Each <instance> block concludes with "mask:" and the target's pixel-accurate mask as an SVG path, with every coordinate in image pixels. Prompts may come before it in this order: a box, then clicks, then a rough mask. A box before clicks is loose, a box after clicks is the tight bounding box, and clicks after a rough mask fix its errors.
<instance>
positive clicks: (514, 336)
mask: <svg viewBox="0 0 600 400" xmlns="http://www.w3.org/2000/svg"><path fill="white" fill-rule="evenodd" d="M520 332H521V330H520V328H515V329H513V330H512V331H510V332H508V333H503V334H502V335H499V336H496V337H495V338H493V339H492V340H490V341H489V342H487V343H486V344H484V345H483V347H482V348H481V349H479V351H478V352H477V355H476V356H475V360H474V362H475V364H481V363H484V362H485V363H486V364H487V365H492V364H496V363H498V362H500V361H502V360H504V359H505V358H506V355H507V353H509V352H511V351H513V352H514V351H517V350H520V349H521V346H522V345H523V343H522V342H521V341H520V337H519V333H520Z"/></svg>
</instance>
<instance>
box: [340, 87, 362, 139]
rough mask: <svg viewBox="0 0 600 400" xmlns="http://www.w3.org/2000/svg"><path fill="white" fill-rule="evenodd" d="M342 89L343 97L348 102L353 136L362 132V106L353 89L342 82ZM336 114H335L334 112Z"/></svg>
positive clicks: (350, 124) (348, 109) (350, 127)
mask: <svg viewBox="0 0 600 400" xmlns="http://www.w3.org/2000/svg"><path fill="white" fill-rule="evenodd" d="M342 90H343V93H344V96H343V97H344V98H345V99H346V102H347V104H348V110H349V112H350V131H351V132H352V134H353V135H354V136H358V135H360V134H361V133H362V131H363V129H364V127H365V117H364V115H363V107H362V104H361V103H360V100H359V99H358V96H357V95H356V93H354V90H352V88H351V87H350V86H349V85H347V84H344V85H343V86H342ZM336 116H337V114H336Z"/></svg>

JOB ITEM ::
Please reproduce every item above line for line, with no changes.

EXERCISE OUTPUT ::
Each <instance> block concludes with "mask:" and the target's pixel-accurate mask as an SVG path, with every coordinate in image pixels. Prompts may come before it in this order: a box, then clicks, then a rough mask. A box before clicks is loose, a box after clicks is the tight bounding box, and clicks after a rough mask fix its errors.
<instance>
positive clicks: (514, 336)
mask: <svg viewBox="0 0 600 400" xmlns="http://www.w3.org/2000/svg"><path fill="white" fill-rule="evenodd" d="M520 332H521V330H520V328H515V329H513V330H512V331H510V332H508V333H503V334H502V335H499V336H496V337H495V338H493V339H492V340H490V341H489V342H487V343H486V344H484V345H483V347H482V348H481V349H479V351H478V352H477V355H476V356H475V360H474V362H475V364H481V363H484V362H485V363H486V364H487V365H492V364H496V363H498V362H500V361H502V360H504V359H505V358H506V355H507V353H509V352H511V351H513V352H514V351H517V350H520V349H521V346H522V345H523V343H522V342H521V341H520V337H519V333H520Z"/></svg>
</instance>
<instance>
box: [340, 87, 362, 139]
rough mask: <svg viewBox="0 0 600 400" xmlns="http://www.w3.org/2000/svg"><path fill="white" fill-rule="evenodd" d="M342 89L343 97L348 102L353 136L362 132V106L353 89L342 82ZM336 114H335L334 112Z"/></svg>
positive clicks: (350, 124) (348, 109) (350, 127)
mask: <svg viewBox="0 0 600 400" xmlns="http://www.w3.org/2000/svg"><path fill="white" fill-rule="evenodd" d="M342 90H343V93H344V96H343V97H344V98H345V99H346V102H347V104H348V110H349V112H350V131H351V132H352V134H353V135H354V136H358V135H360V134H361V133H362V131H363V129H364V127H365V117H364V115H363V107H362V104H361V103H360V100H359V99H358V96H357V95H356V93H354V90H352V88H351V87H350V86H349V85H347V84H344V85H343V86H342ZM336 116H337V114H336Z"/></svg>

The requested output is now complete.